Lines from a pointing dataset
--- start ---

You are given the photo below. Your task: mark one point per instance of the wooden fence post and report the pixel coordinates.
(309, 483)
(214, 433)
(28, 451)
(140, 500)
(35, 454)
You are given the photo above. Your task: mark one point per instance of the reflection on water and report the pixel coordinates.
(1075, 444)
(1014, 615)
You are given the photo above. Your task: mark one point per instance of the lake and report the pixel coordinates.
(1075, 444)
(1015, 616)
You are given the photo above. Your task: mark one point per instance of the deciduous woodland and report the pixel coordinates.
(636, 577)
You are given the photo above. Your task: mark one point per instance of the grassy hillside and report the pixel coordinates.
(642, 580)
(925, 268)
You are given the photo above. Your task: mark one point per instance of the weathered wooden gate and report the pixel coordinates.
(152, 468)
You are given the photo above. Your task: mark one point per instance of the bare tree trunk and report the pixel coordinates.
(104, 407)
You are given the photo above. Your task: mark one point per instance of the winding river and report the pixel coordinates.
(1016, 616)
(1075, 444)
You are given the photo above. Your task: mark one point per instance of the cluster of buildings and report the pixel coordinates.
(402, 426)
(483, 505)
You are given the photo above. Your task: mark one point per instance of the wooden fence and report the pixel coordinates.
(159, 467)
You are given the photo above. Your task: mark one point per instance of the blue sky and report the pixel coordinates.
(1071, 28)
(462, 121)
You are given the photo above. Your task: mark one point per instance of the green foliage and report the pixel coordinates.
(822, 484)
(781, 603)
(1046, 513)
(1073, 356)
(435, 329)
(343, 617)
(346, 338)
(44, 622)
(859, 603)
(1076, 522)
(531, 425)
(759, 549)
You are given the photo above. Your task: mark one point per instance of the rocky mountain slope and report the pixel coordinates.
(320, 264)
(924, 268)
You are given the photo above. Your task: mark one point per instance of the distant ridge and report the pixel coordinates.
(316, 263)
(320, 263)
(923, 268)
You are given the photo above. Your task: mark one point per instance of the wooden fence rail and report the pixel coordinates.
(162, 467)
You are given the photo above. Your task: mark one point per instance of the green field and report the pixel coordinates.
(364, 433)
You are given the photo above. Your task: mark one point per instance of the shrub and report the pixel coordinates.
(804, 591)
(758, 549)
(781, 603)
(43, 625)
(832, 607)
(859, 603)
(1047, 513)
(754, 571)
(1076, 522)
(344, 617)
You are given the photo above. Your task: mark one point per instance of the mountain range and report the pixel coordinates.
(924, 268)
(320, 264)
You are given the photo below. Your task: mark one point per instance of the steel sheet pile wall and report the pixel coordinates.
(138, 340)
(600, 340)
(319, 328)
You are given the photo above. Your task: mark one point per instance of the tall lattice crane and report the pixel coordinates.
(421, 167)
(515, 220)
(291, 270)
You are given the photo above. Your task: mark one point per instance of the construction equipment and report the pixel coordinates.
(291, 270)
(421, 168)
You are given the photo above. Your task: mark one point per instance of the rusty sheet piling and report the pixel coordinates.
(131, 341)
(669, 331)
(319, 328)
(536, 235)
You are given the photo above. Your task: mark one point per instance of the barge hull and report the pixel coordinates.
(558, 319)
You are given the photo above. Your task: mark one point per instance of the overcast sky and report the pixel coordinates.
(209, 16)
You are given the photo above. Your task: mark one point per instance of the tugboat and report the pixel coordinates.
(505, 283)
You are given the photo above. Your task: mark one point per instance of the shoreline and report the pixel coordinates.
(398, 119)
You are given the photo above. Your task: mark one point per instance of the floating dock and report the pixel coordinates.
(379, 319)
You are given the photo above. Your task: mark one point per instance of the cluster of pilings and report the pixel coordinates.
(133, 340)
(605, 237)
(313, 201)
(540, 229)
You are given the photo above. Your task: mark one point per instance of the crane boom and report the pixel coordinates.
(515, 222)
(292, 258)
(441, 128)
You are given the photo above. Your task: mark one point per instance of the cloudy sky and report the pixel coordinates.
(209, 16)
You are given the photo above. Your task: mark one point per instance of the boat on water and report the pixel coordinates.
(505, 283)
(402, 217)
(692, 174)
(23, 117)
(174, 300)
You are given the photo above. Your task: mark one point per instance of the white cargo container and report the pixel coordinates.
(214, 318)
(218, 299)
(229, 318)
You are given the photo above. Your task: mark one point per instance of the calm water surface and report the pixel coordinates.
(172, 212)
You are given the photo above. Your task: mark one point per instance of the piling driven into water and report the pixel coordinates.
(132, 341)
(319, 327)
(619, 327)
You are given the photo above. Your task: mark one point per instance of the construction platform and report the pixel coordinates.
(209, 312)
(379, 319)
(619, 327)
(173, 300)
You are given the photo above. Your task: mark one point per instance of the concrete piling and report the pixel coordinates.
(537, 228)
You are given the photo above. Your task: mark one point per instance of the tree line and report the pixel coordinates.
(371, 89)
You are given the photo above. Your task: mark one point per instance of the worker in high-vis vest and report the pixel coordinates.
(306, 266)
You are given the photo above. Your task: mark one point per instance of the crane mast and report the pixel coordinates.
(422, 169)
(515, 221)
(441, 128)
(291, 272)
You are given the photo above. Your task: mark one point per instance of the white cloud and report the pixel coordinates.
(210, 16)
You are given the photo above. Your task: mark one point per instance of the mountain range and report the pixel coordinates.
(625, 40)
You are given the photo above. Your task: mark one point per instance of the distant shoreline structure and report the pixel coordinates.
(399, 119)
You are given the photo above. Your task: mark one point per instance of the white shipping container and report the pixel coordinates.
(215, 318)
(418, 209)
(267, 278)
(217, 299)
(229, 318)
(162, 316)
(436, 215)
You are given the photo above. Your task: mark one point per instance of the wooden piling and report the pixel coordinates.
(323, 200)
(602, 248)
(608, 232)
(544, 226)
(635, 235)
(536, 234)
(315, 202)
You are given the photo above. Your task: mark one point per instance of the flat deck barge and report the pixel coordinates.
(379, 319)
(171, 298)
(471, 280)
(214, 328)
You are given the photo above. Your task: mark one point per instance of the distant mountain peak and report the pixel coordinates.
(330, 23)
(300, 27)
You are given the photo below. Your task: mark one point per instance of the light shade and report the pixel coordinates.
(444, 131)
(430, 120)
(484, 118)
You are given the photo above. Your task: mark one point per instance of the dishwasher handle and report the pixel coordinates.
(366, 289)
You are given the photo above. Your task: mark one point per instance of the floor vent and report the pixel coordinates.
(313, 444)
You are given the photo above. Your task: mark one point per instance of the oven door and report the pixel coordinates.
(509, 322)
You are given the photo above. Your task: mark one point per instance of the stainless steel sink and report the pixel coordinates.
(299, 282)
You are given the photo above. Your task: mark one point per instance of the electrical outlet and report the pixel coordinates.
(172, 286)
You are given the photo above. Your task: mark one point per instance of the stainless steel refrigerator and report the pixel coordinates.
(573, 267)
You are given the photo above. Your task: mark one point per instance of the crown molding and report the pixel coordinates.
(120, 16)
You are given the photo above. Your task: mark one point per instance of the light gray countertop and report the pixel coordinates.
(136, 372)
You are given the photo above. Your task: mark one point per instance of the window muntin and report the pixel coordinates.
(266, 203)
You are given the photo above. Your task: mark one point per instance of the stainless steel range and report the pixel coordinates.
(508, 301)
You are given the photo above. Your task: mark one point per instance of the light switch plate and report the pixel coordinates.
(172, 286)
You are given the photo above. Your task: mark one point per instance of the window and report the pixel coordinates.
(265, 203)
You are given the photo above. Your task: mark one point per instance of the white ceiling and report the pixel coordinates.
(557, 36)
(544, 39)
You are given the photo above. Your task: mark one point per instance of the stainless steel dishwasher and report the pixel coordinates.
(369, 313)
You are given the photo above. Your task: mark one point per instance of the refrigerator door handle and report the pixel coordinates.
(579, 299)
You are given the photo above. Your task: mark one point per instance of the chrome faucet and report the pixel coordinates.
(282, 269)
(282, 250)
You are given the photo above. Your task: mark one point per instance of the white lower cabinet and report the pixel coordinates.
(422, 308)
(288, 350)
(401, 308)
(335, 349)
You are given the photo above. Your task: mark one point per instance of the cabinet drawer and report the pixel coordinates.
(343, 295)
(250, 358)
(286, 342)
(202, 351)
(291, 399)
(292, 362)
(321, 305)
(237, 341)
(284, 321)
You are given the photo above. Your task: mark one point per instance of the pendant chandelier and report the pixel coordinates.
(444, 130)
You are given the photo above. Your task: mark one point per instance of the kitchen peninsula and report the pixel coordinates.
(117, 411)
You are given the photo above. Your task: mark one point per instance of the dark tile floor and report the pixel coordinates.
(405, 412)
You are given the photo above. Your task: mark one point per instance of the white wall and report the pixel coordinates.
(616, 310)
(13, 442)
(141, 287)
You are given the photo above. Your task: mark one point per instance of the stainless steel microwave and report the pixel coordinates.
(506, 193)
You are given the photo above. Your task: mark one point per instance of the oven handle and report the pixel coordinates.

--- end ---

### GOAL
Copy the lines above verbatim, from the line containing "drawer and report the pixel coordinates." through the last line of the pointing dataset.

### ANSWER
You are given the photo above. Your task: mark one point per instance of the cabinet drawer and report the pixel coordinates.
(343, 295)
(250, 358)
(286, 342)
(202, 351)
(291, 399)
(292, 362)
(321, 305)
(237, 341)
(284, 321)
You are given the photo above. Your task: mark one point per instance of the pendant chandelier and report the pixel coordinates.
(444, 130)
You are given the photo above. Your task: mark one point per instance of the kitchen peninsula and report the pixel coordinates.
(117, 411)
You are given the photo above. Your task: mark one point per instance of the dark tile floor and report the pixel coordinates.
(405, 412)
You are given the photo above. Your task: mark one point per instance of the white wall and report the pixel coordinates.
(616, 310)
(13, 442)
(141, 287)
You are given the photo above. Your task: mark one point per instance of the stainless steel microwave and report the pixel coordinates.
(506, 193)
You are given the photo above. Your task: mark one point per instance of the oven handle and report the pixel coordinates.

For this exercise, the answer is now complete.